[Opening Excerpted text section]

Silver linings and all, but did Monday night really exhibit that the Bruins have gotten closer to solving the Canadiens?
Just as they did in a 4-1 win at Montreal earlier this month (which was win No. 5 of the Bruins’ now-defunct winning streak, a tear that ended at 12 with a 2-1 shootout loss to the Habs at the TD Garden last night), Boston did show improvement in handling the speed of the Canadiens, a factor that had helped lead to a five-game losing streak versus their sniveling rivals. That’s especially encouraging considering these two teams could meet in the NHL playoffs for the first time since 2011.
But even though the Bruins controlled play for much of the evening on Monday, let the record show that Tuukka Rask is now 3-10-3 against Montreal in his career, 95-49-18 versus the rest of the NHL. Of course, Chris Kelly’s stick could perhaps be held more accountable for Alexei Emelin’s first-period goal than Rask, but his record remains a staggering aberration. Meanwhile, Canadiens backup goalie Peter Budaj continued to frustrate Boston skaters, with 28 saves and his second win of the season at the Garden, where he now boasts a 5-0-0 mark with a .960 save percentage in his career. He’s 2-1 against the Bruins this season with a 1.95 GAA.
“Some goalies feel comfortable to play in different buildings, and obviously Peter feels pretty comfortable about playing here,” Canadiens coach Michel Therrien said. “He deserved to win with the way he played and he battled hard. The decision for us is that we want to put an athlete in a position where he will get a challenge, and definitely tonight was a challenge for Peter and he responded the way we expected.”

[Closing Excerpted text section]

• **Assignment A**: List every person named in the Bruins–Canadiens article.
• **Assignment B**: Write out the passage of the Bruins–Canadiens article between "Silver linings and" and "time since 2011.", inclusive, with the wording unchanged.

[Opening Dataset section]

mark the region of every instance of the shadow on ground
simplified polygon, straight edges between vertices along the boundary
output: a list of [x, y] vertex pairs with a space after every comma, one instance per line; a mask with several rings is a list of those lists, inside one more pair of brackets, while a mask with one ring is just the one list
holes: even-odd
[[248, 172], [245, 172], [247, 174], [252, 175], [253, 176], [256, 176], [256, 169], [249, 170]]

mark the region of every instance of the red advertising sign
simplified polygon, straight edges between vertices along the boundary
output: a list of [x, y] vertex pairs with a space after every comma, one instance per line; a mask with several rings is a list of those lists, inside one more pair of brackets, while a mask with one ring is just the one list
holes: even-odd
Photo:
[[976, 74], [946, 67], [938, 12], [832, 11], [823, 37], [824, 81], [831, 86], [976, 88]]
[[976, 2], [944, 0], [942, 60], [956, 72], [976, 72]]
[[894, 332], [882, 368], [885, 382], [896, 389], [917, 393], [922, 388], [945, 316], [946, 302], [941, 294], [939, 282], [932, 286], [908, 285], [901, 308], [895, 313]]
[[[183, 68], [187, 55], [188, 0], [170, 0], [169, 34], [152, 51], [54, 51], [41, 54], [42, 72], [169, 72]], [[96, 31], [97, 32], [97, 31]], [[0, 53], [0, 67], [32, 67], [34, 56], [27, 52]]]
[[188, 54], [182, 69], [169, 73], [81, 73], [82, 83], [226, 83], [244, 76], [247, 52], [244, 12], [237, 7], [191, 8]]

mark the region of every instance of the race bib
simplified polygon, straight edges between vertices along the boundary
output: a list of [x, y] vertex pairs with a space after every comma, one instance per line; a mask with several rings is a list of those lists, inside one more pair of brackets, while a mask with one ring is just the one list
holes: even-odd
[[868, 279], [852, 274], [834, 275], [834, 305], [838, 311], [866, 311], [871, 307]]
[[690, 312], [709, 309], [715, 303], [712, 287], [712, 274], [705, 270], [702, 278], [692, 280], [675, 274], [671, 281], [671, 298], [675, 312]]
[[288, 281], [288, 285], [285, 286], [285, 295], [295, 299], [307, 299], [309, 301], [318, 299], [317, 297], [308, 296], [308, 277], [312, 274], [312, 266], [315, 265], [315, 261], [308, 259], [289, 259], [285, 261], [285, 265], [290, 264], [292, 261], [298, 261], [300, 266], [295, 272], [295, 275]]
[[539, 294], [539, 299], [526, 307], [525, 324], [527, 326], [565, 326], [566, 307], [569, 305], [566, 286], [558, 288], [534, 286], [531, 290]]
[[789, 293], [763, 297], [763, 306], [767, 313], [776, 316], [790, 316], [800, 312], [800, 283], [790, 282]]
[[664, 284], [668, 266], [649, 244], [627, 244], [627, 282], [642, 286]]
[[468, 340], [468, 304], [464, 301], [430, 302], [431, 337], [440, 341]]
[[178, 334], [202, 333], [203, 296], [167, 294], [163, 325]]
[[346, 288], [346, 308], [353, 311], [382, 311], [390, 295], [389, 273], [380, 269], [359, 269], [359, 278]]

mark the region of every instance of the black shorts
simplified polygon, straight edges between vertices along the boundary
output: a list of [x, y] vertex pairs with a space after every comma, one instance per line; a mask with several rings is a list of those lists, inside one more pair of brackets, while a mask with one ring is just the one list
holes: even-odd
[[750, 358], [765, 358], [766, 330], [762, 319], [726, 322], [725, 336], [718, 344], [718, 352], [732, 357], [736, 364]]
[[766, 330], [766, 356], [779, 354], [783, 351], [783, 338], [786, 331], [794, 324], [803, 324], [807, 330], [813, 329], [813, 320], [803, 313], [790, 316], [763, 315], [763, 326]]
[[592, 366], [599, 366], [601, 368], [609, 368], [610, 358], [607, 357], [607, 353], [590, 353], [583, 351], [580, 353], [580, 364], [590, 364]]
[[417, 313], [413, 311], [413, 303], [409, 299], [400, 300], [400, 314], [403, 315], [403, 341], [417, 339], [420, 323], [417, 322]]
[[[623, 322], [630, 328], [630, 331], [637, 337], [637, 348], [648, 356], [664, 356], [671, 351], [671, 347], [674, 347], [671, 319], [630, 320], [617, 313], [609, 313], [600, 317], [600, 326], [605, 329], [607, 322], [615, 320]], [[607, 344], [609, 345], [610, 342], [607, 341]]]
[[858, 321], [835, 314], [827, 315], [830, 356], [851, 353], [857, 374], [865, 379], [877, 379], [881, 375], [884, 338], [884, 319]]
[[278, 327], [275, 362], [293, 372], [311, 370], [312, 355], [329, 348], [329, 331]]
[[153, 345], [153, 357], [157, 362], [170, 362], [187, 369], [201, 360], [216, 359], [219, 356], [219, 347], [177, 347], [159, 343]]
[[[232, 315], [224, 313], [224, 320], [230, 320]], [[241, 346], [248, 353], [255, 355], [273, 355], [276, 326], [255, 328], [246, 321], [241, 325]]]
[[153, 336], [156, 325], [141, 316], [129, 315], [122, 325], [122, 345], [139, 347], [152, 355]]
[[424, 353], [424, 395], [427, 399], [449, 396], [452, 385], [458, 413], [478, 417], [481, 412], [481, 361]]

[Closing Dataset section]

• **Exercise response A**: Tuukka Rask, Chris Kelly, Alexei Emelin, Peter Budaj, Michel Therrien

• **Exercise response B**:
Silver linings and all, but did Monday night really exhibit that the Bruins have gotten closer to solving the Canadiens?
Just as they did in a 4-1 win at Montreal earlier this month (which was win No. 5 of the Bruins’ now-defunct winning streak, a tear that ended at 12 with a 2-1 shootout loss to the Habs at the TD Garden last night), Boston did show improvement in handling the speed of the Canadiens, a factor that had helped lead to a five-game losing streak versus their sniveling rivals. That’s especially encouraging considering these two teams could meet in the NHL playoffs for the first time since 2011.